[Records from a collection]
--

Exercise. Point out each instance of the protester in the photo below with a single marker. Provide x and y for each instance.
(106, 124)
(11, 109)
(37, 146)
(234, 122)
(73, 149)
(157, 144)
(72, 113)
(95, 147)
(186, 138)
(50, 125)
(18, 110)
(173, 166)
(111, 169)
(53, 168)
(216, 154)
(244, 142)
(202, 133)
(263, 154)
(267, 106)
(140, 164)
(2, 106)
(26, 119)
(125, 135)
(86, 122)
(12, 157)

--

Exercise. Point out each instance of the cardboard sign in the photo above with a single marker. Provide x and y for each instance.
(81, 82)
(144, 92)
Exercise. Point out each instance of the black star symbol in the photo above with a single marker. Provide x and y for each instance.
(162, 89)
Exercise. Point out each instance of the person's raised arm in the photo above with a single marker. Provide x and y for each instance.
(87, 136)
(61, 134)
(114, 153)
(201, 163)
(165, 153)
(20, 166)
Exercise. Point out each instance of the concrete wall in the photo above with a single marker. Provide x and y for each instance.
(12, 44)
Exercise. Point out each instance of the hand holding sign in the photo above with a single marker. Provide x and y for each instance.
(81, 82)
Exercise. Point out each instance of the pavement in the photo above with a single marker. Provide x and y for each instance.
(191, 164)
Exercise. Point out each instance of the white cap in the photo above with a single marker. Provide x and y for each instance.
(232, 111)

--

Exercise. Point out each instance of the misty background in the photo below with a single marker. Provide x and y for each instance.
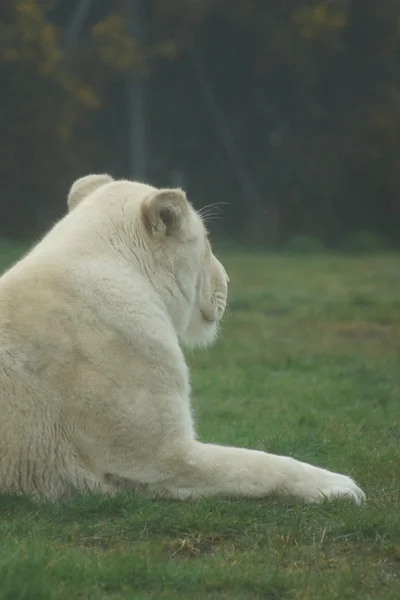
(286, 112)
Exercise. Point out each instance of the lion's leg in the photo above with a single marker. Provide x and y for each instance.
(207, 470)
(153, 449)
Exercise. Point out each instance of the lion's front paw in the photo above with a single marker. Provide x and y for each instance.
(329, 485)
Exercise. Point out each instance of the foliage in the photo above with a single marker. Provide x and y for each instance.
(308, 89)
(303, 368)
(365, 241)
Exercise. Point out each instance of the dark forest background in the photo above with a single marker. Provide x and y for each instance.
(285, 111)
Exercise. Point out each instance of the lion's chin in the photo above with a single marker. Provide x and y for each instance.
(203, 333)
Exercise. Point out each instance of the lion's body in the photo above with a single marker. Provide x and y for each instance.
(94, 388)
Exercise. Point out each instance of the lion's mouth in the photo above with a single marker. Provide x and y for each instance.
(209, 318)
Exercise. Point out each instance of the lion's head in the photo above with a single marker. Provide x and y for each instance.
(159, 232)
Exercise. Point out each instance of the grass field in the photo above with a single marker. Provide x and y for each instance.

--

# WHAT YOU NEED TO DO:
Pick out every line in the entries above that contains the string "sign", matching case exactly, and copy each of those lines.

# RESULT OF THIS EXERCISE:
Exercise. Point out each instance of the cardboard sign in the photo above with a single marker. Provide x and y for each instance.
Exercise. Point out each instance of the hand holding sign in the photo above with a single marker. Provide x and y for each instance.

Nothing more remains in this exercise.